:: What is needed ::
Please reproduce all the records exactly while leaving out their pictures.

:: Records provided ::

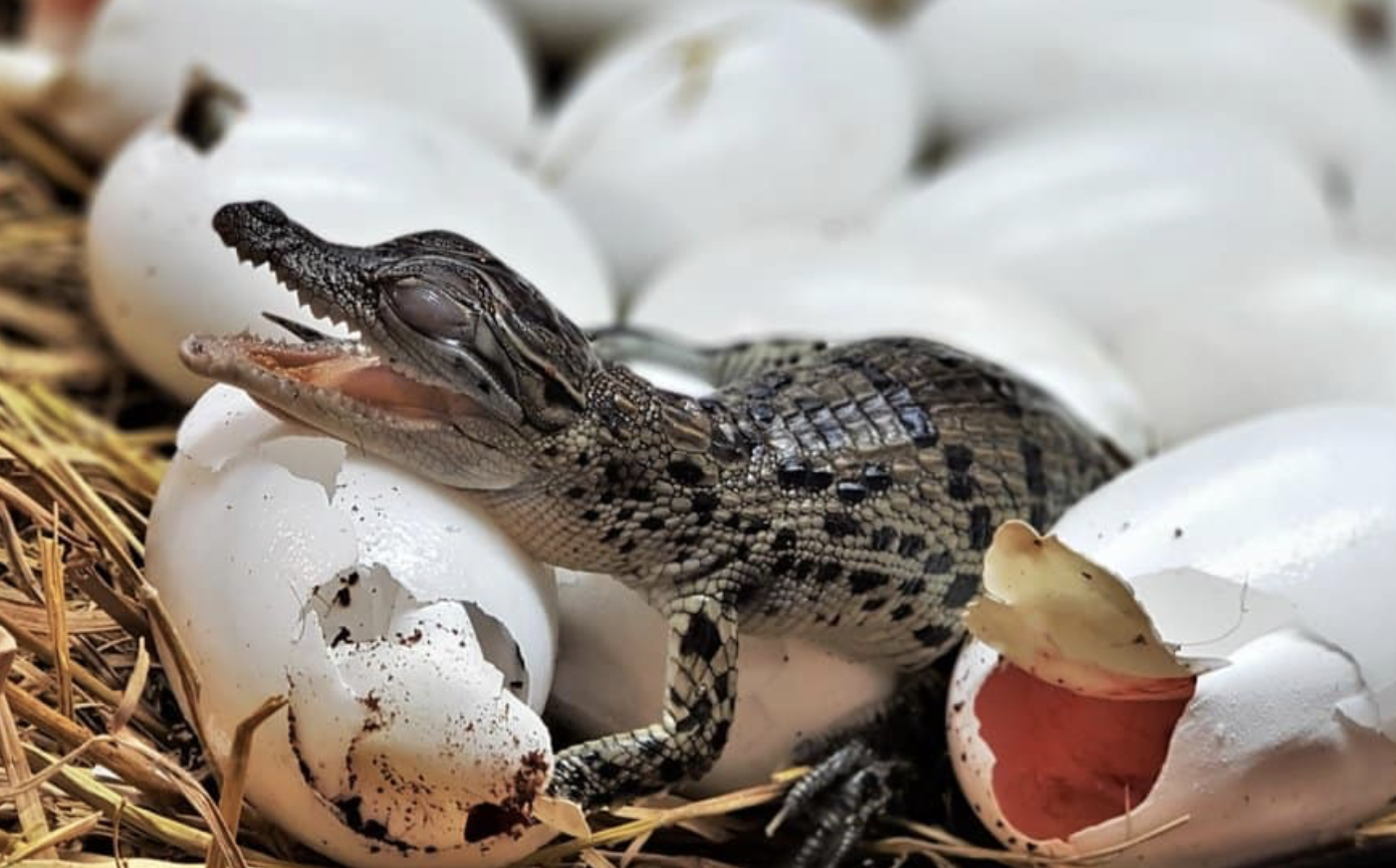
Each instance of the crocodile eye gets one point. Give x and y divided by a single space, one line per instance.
430 312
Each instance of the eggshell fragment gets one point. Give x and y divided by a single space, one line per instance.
805 282
1264 544
723 117
137 55
982 66
1069 622
409 638
610 677
352 172
1313 332
1117 218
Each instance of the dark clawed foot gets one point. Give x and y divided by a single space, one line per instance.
836 800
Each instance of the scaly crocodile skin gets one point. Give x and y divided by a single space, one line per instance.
843 493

:: Solution to this problem ::
Each instance of the crocodile eye gets one point. Give x and y divided by a single space, one line per instance.
430 312
Each instance of the eggshell fragment gets one point. Give x and y divided by a single space, one line per instance.
805 282
1264 544
723 117
137 55
982 66
1069 622
409 638
610 677
352 172
1313 332
1117 218
Each instance of the dark clawed foot gets one point. Give x and y divided by a single space, one line per instance.
836 800
Each instance of the scaly crocodile skin gets one point. Give x and y divided by a single space, one line per instance.
843 493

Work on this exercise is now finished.